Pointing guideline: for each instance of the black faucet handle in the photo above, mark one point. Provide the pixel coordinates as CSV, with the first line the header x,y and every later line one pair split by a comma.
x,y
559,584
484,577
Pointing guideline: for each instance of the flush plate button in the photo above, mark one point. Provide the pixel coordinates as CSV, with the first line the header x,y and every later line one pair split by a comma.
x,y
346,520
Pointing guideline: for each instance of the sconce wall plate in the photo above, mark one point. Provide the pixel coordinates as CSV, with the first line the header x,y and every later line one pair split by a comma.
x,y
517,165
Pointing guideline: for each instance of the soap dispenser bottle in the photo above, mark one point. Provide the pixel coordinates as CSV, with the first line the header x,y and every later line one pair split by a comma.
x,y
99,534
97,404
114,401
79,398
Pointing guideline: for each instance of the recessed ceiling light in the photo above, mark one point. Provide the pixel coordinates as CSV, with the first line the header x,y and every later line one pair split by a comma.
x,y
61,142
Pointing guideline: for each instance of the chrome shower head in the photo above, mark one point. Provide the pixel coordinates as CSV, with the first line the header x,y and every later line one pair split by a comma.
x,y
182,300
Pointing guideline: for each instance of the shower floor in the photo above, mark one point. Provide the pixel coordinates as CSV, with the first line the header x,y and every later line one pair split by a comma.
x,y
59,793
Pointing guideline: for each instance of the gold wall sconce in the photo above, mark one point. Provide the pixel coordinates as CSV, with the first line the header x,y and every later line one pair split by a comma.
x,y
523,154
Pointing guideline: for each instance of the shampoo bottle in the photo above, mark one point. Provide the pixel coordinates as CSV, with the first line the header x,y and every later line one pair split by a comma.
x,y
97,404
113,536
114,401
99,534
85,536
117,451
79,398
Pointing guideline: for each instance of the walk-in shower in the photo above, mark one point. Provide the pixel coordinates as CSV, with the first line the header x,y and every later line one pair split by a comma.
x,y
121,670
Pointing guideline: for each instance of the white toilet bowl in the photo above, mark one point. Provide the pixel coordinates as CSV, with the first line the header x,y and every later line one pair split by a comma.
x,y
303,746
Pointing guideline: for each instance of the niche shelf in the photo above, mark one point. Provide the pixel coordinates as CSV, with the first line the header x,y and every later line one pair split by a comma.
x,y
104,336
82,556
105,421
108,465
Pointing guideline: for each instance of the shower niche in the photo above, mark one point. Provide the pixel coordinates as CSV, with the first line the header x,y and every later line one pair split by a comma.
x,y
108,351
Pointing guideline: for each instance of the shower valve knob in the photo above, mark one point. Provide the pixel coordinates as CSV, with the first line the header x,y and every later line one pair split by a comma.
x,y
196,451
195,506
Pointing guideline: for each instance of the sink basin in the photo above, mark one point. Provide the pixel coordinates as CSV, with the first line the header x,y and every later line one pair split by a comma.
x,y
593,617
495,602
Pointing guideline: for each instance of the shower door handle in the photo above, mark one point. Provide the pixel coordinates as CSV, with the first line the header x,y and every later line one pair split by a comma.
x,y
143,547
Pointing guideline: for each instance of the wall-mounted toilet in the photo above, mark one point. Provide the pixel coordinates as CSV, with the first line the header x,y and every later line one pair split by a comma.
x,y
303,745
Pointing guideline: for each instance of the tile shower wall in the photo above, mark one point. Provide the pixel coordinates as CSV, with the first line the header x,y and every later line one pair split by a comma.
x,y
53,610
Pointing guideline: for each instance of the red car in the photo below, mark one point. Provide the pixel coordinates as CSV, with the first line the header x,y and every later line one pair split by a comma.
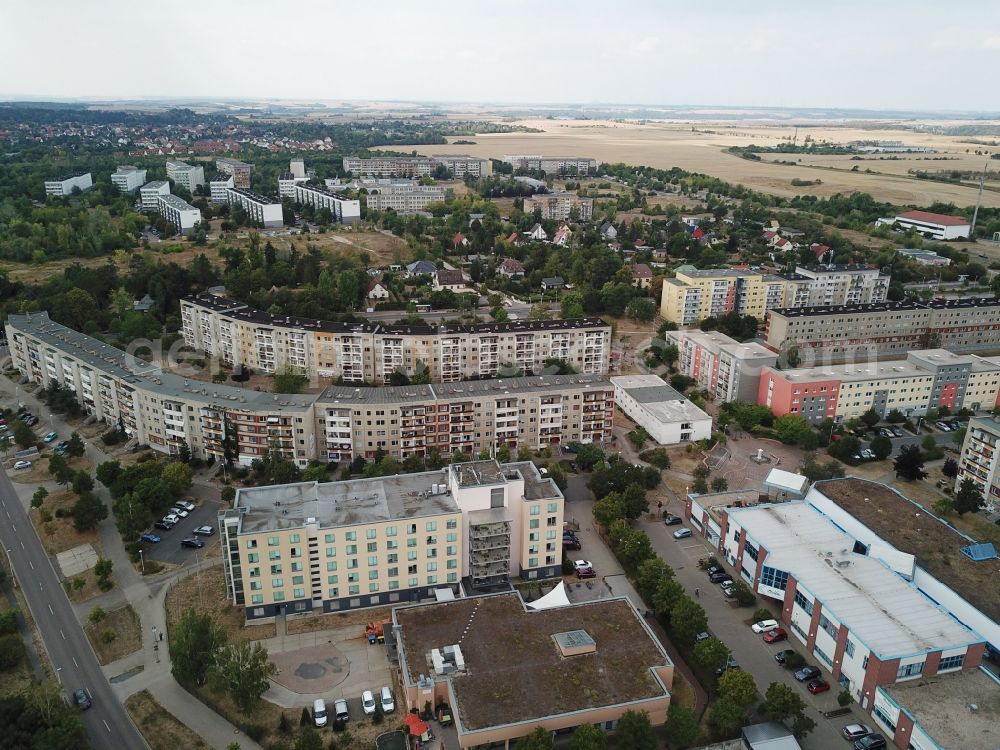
x,y
773,636
817,686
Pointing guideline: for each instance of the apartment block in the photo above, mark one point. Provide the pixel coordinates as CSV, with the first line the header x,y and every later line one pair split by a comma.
x,y
128,179
727,369
178,212
238,334
886,329
560,206
218,187
927,379
262,210
553,164
241,171
337,546
342,209
61,187
149,194
186,175
417,166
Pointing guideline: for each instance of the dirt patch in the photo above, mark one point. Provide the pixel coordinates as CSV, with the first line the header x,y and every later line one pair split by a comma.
x,y
116,636
161,729
205,592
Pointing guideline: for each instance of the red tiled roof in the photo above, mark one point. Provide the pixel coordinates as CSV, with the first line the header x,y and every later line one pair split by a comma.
x,y
943,219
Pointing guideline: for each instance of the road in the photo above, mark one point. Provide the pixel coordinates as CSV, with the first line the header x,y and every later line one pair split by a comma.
x,y
107,723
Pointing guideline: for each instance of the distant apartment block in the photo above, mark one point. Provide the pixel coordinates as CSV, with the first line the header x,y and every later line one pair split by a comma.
x,y
186,175
128,179
416,166
342,209
263,211
178,212
241,171
63,186
553,164
727,369
560,206
149,194
361,352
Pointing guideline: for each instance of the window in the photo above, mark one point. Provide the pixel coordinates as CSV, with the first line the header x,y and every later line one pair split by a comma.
x,y
951,662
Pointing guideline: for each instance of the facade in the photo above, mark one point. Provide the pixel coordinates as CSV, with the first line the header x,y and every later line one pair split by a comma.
x,y
218,187
927,379
343,210
128,179
665,414
931,225
262,210
887,330
149,194
853,606
241,171
727,369
453,652
417,166
553,164
186,175
238,334
63,186
404,199
178,212
475,524
560,206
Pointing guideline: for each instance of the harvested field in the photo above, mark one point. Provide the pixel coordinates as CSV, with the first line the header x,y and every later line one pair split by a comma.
x,y
205,592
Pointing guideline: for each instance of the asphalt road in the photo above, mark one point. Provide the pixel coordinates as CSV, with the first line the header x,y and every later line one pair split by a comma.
x,y
106,722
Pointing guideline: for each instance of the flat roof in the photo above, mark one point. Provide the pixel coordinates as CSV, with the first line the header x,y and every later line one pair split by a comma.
x,y
911,528
514,670
941,706
890,615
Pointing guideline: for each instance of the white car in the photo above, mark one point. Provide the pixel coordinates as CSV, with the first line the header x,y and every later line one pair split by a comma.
x,y
368,702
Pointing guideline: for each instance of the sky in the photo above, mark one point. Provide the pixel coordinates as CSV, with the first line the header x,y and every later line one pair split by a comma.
x,y
869,54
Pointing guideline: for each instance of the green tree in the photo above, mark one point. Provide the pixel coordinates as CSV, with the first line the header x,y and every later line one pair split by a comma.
x,y
193,644
635,731
243,671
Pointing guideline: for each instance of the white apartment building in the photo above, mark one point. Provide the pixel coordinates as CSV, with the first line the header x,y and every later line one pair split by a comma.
x,y
149,194
128,179
337,546
242,335
262,210
344,210
186,175
63,186
178,212
218,187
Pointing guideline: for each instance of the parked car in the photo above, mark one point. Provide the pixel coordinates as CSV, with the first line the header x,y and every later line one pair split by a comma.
x,y
82,699
870,742
773,636
807,673
368,702
855,731
340,711
817,686
784,654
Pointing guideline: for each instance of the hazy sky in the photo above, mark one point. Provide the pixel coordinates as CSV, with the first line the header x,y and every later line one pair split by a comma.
x,y
798,53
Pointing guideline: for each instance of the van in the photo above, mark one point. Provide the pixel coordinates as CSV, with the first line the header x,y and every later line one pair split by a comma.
x,y
319,712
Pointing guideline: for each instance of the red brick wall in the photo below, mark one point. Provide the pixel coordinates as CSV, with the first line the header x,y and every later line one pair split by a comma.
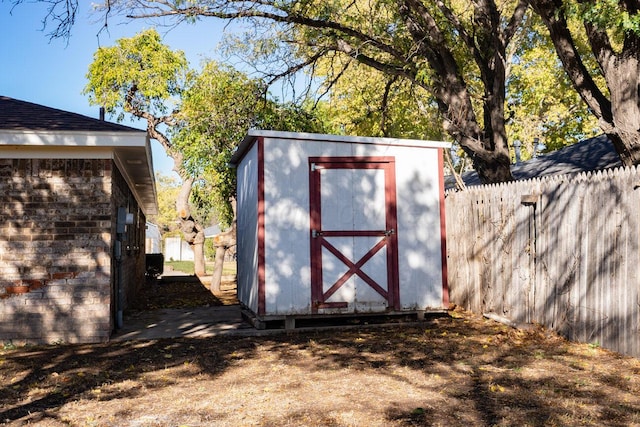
x,y
56,241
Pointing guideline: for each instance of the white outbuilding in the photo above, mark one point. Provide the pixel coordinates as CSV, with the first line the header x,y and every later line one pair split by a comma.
x,y
337,225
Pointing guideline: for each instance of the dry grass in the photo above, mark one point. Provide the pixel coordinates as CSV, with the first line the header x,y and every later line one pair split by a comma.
x,y
461,370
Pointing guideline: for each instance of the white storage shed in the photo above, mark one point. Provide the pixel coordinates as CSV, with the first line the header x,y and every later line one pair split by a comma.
x,y
339,225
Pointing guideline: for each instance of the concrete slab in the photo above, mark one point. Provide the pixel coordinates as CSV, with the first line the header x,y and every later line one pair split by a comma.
x,y
192,322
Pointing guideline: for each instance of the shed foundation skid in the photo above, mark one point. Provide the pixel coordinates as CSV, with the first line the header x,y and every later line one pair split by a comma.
x,y
339,321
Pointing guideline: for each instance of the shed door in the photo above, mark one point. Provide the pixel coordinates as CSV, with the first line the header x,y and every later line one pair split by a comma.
x,y
354,256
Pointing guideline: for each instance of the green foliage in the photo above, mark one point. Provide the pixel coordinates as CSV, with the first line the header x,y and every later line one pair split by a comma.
x,y
541,102
218,109
608,15
167,189
138,73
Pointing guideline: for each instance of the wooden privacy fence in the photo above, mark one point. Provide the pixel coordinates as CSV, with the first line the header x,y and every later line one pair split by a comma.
x,y
559,251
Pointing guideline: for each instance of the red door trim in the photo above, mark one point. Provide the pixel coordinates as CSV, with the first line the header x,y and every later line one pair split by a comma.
x,y
443,232
317,242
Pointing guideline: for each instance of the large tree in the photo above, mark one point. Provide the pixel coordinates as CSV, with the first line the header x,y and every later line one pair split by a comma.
x,y
455,50
612,28
197,116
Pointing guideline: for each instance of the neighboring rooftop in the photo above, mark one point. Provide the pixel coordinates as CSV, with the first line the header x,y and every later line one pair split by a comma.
x,y
30,130
22,115
590,154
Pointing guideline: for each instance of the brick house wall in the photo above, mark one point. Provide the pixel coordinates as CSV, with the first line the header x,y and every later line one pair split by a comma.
x,y
57,232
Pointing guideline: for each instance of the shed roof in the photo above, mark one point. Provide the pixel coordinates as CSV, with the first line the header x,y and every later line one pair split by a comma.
x,y
254,134
29,130
590,154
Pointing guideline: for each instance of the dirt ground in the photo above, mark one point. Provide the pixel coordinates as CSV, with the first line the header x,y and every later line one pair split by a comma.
x,y
459,370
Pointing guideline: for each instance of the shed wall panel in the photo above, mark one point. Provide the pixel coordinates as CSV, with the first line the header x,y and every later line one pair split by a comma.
x,y
247,251
287,276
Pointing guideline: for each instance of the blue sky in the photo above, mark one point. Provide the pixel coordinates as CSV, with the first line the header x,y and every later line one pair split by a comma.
x,y
52,73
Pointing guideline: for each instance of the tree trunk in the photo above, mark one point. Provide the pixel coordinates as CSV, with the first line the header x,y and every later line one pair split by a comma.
x,y
192,231
623,80
217,269
492,167
222,242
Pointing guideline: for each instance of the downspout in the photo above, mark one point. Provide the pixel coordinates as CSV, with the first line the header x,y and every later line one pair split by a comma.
x,y
121,228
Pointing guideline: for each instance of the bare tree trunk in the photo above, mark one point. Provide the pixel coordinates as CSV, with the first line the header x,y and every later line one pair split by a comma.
x,y
216,280
222,242
192,231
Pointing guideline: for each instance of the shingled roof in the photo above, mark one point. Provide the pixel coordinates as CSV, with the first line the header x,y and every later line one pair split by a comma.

★ ★ ★ ★

All lines from the line containing "Pointing guideline: for each instance of the bare" through the end of the listing above are to be duplicated exactly; include both ends and nothing further.

The completed task>
Pointing guideline: for each instance of the bare tree trunk in the photo above, mark one point. Provide the pixel coordinates as CSV, with the first line the header x,y and every later line one pair split by a comma.
x,y
216,280
222,242
192,231
Pointing guideline: for each instance of the shingled roof in the photo above, mark one point. Provide the pixel coordinates as CSV, with the first line the header x,y and every later line one pair split by a comma.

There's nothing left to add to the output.